# WHAT TO WORK ON
Retype all of the listing exactly, passing over any picture you find.

━━━━━━━━━━

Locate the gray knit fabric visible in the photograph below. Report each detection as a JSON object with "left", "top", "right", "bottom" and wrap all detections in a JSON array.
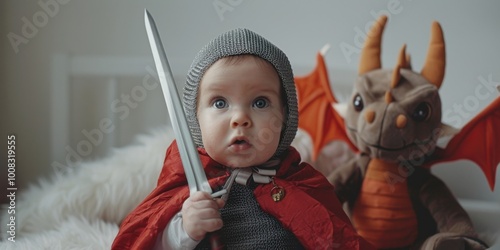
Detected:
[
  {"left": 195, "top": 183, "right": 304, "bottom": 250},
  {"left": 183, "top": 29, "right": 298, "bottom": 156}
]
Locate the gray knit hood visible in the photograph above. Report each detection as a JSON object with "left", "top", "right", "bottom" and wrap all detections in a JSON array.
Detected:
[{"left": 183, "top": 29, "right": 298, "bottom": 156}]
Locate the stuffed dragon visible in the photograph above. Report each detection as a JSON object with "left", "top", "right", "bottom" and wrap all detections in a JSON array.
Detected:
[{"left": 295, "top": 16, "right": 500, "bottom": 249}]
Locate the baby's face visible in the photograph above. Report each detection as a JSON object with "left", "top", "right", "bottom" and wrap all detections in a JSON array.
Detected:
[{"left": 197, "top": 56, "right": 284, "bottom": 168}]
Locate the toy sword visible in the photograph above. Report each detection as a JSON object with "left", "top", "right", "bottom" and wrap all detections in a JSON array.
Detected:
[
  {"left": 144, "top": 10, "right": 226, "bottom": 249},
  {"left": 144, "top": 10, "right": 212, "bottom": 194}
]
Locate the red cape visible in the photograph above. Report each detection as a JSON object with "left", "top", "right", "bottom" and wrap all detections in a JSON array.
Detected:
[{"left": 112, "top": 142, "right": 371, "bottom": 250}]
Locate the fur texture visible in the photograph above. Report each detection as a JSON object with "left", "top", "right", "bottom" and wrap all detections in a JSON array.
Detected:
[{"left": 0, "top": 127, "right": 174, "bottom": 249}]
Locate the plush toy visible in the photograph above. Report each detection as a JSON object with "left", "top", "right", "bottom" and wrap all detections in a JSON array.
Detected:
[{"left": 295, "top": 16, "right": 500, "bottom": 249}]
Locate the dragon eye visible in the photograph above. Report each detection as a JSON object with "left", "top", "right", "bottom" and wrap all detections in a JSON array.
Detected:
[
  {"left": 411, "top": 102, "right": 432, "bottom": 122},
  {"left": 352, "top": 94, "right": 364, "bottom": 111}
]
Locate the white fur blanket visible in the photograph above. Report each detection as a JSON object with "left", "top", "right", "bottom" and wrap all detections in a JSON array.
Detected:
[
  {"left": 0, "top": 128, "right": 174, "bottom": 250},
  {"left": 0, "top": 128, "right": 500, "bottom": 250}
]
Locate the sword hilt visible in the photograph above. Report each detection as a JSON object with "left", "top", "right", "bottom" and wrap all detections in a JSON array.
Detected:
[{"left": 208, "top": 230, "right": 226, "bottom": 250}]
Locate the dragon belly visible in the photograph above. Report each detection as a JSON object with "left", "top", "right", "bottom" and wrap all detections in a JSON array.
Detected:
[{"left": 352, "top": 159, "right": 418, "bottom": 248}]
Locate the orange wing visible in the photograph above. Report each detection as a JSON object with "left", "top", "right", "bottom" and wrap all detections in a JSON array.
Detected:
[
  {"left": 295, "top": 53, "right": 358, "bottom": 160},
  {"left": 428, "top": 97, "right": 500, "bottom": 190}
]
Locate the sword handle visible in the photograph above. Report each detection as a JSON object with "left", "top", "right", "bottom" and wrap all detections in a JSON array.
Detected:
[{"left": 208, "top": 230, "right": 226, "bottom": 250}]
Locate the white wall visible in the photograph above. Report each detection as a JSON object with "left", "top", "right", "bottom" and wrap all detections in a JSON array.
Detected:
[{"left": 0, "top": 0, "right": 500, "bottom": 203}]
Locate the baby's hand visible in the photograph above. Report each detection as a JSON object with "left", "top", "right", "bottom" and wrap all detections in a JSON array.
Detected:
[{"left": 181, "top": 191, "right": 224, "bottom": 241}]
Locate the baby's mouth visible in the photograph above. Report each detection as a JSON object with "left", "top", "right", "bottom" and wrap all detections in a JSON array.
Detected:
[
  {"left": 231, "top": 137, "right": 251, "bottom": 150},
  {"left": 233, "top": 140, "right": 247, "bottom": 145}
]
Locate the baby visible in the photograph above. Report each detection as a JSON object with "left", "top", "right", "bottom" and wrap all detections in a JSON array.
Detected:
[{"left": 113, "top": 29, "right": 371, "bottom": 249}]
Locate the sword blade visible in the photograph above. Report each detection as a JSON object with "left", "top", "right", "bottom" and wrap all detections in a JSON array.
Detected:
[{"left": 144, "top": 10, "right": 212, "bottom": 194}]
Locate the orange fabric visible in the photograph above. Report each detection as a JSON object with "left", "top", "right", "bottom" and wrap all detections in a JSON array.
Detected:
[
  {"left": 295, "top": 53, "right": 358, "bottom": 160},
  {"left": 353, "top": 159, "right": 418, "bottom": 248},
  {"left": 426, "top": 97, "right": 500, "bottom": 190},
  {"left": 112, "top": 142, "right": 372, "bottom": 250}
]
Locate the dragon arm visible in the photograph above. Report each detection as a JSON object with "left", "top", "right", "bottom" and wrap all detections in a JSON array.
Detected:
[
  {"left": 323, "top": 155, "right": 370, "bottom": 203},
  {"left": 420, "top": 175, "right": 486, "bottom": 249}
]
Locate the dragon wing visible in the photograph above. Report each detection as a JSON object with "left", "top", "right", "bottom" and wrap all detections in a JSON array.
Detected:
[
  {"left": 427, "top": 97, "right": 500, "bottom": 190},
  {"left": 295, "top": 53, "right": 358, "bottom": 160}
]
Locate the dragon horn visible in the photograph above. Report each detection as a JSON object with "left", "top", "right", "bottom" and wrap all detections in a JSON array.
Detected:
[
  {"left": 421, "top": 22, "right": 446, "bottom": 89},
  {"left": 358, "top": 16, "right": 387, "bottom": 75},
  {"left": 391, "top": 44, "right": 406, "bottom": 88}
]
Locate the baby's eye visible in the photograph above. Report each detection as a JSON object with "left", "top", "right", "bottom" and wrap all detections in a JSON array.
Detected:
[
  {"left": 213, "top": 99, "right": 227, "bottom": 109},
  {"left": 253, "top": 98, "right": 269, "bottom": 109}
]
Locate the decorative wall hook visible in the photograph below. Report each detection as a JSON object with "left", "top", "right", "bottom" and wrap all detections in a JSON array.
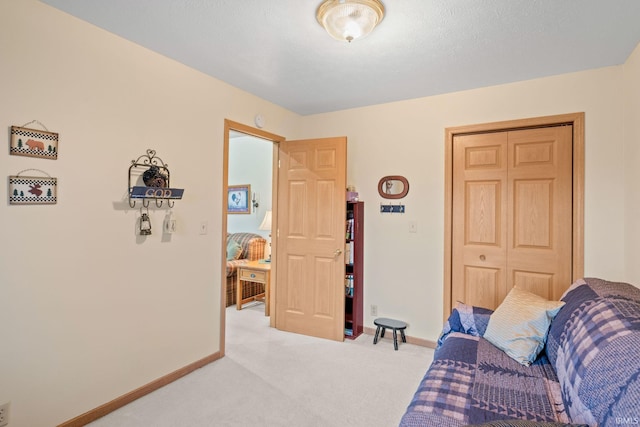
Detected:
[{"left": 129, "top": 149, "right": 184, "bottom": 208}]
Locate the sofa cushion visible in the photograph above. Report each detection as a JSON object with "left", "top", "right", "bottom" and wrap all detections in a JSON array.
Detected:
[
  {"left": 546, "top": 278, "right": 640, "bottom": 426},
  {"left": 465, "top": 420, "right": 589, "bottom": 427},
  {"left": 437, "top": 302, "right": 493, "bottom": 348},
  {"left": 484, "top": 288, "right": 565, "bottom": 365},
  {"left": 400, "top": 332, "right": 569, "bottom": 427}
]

━━━━━━━━━━

# ANSWER TO THIS TASK
Locate the gray knit fabric visible in the photograph below. Report each detection as a JSON object with "left", "top", "right", "bottom" and wrap all detections in a JSON array.
Detected:
[
  {"left": 195, "top": 183, "right": 304, "bottom": 250},
  {"left": 183, "top": 29, "right": 298, "bottom": 156}
]
Locate the gray knit hood visible in the photograph above. Report each detection as a JSON object with "left", "top", "right", "bottom" and wrap all detections in a JSON array.
Detected:
[{"left": 183, "top": 29, "right": 298, "bottom": 156}]
Locate the stuffed dragon visible in the photograph above. Report each detection as a JSON object with "left", "top", "right", "bottom" and wrap all detections in a JSON array.
Detected:
[{"left": 295, "top": 16, "right": 500, "bottom": 249}]
Locate the baby's face visible in the photograph above. Report each detection as a JSON object with "left", "top", "right", "bottom" and wrap all detections in a JSON array.
Detected:
[{"left": 197, "top": 56, "right": 284, "bottom": 168}]
Locate the toy sword visible in the photograph above. Report each detection as a JSON object with "left", "top", "right", "bottom" and wrap all detections in a JSON array.
Detected:
[
  {"left": 144, "top": 10, "right": 226, "bottom": 249},
  {"left": 144, "top": 10, "right": 212, "bottom": 194}
]
Locate the red cape visible in the photograph above. Report each detection as a JSON object with "left", "top", "right", "bottom" and wrap all detections in a JSON array.
Detected:
[{"left": 112, "top": 142, "right": 371, "bottom": 250}]
Locate the fur texture visible in the photograph above. Report each detection as a JSON object with "left", "top", "right", "bottom" and wrap all detections in a JSON array.
Detected:
[{"left": 0, "top": 127, "right": 174, "bottom": 249}]
Locate the plush toy visible in the photograph above. Report each detection as a JSON object with "left", "top", "right", "bottom" and wrap all detections in a JSON array.
Detected:
[{"left": 295, "top": 16, "right": 500, "bottom": 249}]
Locate the dragon eye visible in the photograph above. Report each detection as a JSON object with "left", "top", "right", "bottom" and wrap all detections in a JSON array.
Detected:
[
  {"left": 411, "top": 102, "right": 432, "bottom": 122},
  {"left": 352, "top": 94, "right": 364, "bottom": 111}
]
Locate the white fur blanket visible in the photograph above. Report each detection as a JSON object with "left", "top", "right", "bottom" and wrap all detections in a JSON array.
Detected:
[
  {"left": 0, "top": 128, "right": 174, "bottom": 250},
  {"left": 0, "top": 128, "right": 500, "bottom": 250}
]
Locate the sword hilt visible in the photograph above. Report each detection as a JSON object with "left", "top", "right", "bottom" and wrap all detections in a JSON array.
Detected:
[{"left": 208, "top": 230, "right": 226, "bottom": 250}]
Locate the dragon belly visible in the photograph above. Report each detection as a JSON object with "left", "top", "right", "bottom" and wrap all detections in a JSON array.
Detected:
[{"left": 352, "top": 159, "right": 418, "bottom": 248}]
Locate the orange wing visible in the photograph above. Report each detection as a JSON object with "left", "top", "right", "bottom" and wrap all detections in a JSON array.
Detected:
[
  {"left": 295, "top": 53, "right": 358, "bottom": 160},
  {"left": 428, "top": 97, "right": 500, "bottom": 190}
]
Locate the sword handle visible in the photograph above. Report each detection as a JSON object with "left", "top", "right", "bottom" and wrap all detections in a JSON array.
Detected:
[{"left": 208, "top": 230, "right": 226, "bottom": 250}]
Locate the white wall visible in the photograph above. Report each detection as a JSON object with "left", "top", "right", "bottom" and wrap all detections in a JSON array.
Detected:
[{"left": 0, "top": 0, "right": 500, "bottom": 203}]
Locate the baby's hand visible in the photograph above. Report each detection as a JSON object with "left", "top", "right", "bottom" and wrap all detections in a JSON array.
Detected:
[{"left": 181, "top": 191, "right": 224, "bottom": 241}]
Locate the baby's mouth visible in the photograph above. Report each detection as a JSON object with "left", "top", "right", "bottom" and wrap all detections in a JSON array.
Detected:
[
  {"left": 231, "top": 137, "right": 251, "bottom": 150},
  {"left": 233, "top": 140, "right": 247, "bottom": 145}
]
Locate the baby visible in the photograph above. Report each detection as a JSON object with "left", "top", "right", "bottom" and wrap all detections in a JSON array.
Detected:
[{"left": 113, "top": 29, "right": 371, "bottom": 249}]
Locate the sword blade visible in the photograph above. Report each detection as a JSON object with "left", "top", "right", "bottom" and wrap all detections in a JSON array.
Detected:
[{"left": 144, "top": 10, "right": 212, "bottom": 194}]
Locate the orange fabric visible in the photograph above. Report each detection as a JSON object with "left", "top", "right", "bottom" and wrap all detections in a JSON array.
Detected:
[
  {"left": 295, "top": 53, "right": 358, "bottom": 160},
  {"left": 353, "top": 159, "right": 418, "bottom": 248},
  {"left": 426, "top": 97, "right": 500, "bottom": 190},
  {"left": 112, "top": 142, "right": 372, "bottom": 250}
]
Locate the dragon arm visible in the photograph above. Report each detection as a JSON object with "left", "top", "right", "bottom" and wrap all detections in a JSON array.
Detected:
[
  {"left": 323, "top": 155, "right": 370, "bottom": 203},
  {"left": 420, "top": 175, "right": 486, "bottom": 249}
]
Locate the dragon wing visible in the photograph above. Report each detection as a JSON object with "left", "top", "right", "bottom" and wrap all detections in a JSON array.
Detected:
[
  {"left": 427, "top": 97, "right": 500, "bottom": 190},
  {"left": 295, "top": 53, "right": 358, "bottom": 160}
]
Locate the dragon horn visible in the photograph above. Report each detection as a JSON object with "left", "top", "right", "bottom" and wrap all detections in a JSON array.
Detected:
[
  {"left": 421, "top": 22, "right": 446, "bottom": 89},
  {"left": 358, "top": 16, "right": 387, "bottom": 75},
  {"left": 391, "top": 44, "right": 406, "bottom": 88}
]
Locate the baby's eye visible in the photograph above. Report each detection as a JSON object with "left", "top", "right", "bottom" and wrap all detections in a JSON array.
Detected:
[
  {"left": 213, "top": 99, "right": 227, "bottom": 109},
  {"left": 253, "top": 98, "right": 269, "bottom": 109}
]
Locate the decorative wall hook visible in the photograph below. Report each detection as a JSON object with "left", "top", "right", "bottom" and wrap all detections in a JSON array.
Detected:
[{"left": 129, "top": 149, "right": 184, "bottom": 208}]
Locate the sofa cushion visible in the photograph above. Report each detection as a JSON object with "left", "top", "right", "bottom" and wrap all detections in a JSON array.
Detected:
[
  {"left": 546, "top": 278, "right": 640, "bottom": 426},
  {"left": 465, "top": 420, "right": 589, "bottom": 427},
  {"left": 437, "top": 302, "right": 493, "bottom": 348},
  {"left": 484, "top": 288, "right": 565, "bottom": 365},
  {"left": 400, "top": 332, "right": 569, "bottom": 427}
]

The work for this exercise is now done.